*Given data*
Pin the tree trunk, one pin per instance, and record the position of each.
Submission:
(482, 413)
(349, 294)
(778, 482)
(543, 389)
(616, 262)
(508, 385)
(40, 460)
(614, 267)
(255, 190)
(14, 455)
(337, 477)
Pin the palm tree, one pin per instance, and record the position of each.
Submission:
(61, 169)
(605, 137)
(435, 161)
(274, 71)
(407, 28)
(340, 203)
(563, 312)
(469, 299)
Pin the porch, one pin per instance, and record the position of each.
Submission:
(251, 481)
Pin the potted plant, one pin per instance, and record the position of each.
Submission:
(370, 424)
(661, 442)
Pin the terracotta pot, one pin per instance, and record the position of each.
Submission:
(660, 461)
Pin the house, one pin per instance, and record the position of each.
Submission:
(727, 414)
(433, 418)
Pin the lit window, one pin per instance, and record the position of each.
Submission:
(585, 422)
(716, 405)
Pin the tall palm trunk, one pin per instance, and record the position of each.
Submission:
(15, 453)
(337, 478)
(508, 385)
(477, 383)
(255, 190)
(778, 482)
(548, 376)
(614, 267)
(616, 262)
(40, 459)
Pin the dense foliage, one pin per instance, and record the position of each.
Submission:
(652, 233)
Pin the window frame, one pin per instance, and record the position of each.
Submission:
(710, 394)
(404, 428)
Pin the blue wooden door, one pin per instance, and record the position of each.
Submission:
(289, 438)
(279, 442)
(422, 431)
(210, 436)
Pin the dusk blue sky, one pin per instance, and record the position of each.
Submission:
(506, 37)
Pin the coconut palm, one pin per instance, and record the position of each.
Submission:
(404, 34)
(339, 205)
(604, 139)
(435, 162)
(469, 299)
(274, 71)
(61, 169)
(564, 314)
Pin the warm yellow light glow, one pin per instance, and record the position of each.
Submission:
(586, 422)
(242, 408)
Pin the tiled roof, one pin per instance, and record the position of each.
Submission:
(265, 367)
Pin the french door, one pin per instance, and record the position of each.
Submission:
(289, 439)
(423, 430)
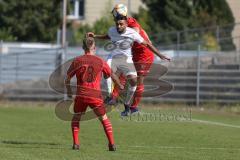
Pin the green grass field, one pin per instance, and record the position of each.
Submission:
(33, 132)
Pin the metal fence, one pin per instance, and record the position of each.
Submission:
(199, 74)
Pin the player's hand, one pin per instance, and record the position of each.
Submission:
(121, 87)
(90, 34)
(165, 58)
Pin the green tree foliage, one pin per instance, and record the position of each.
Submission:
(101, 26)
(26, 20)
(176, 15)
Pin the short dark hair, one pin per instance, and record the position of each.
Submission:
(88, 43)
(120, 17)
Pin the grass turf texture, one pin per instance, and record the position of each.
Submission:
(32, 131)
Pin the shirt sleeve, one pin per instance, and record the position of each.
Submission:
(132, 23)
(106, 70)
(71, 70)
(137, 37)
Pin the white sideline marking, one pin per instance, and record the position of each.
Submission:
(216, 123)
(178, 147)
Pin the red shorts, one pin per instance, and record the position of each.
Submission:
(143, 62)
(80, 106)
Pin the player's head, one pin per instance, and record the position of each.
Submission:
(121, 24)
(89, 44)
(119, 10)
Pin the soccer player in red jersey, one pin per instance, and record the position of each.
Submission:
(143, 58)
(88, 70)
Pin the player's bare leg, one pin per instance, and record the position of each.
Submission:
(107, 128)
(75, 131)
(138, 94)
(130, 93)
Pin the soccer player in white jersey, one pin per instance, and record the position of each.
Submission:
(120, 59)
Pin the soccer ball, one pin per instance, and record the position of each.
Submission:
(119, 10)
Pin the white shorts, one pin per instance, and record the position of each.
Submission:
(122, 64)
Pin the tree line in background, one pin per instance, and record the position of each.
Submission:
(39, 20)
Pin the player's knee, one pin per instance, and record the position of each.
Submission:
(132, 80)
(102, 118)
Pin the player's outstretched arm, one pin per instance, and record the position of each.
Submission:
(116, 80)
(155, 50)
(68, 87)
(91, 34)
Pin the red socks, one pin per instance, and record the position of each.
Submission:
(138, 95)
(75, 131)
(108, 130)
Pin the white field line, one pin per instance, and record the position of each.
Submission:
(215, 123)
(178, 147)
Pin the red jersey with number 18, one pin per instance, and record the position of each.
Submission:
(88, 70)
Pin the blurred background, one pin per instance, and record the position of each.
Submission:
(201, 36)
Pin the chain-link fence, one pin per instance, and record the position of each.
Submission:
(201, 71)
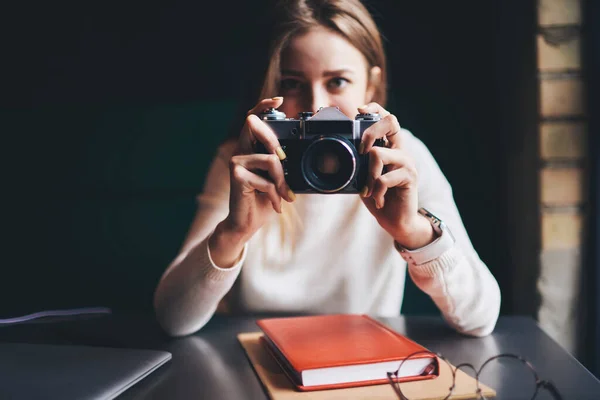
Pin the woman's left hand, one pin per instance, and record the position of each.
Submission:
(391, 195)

*Set problem*
Shift every number in the answer coordinates by -55, and rewrite all the lines from the line holding "Pin the red socks, one" through the last line, inclusive, with the requests included. Leave the pictures out.

*The output*
Pin the red socks, one pin per instance, and record the position of each.
Submission:
(83, 40)
(20, 76)
(53, 75)
Pin the white field line, one pin per instance, and record the position of each.
Submission:
(160, 68)
(123, 92)
Pin the red jersey with number 18, one pin per instance, and record the position of each.
Submission:
(33, 15)
Pin the blurred background, one pin per instance, and record the position of each.
Submission:
(146, -19)
Pin the chain-link fence, one pin per instance, and record the position of each.
Submission:
(146, 16)
Pin the woman's left hand, one pin per instance, and record the position of each.
Submission:
(336, 140)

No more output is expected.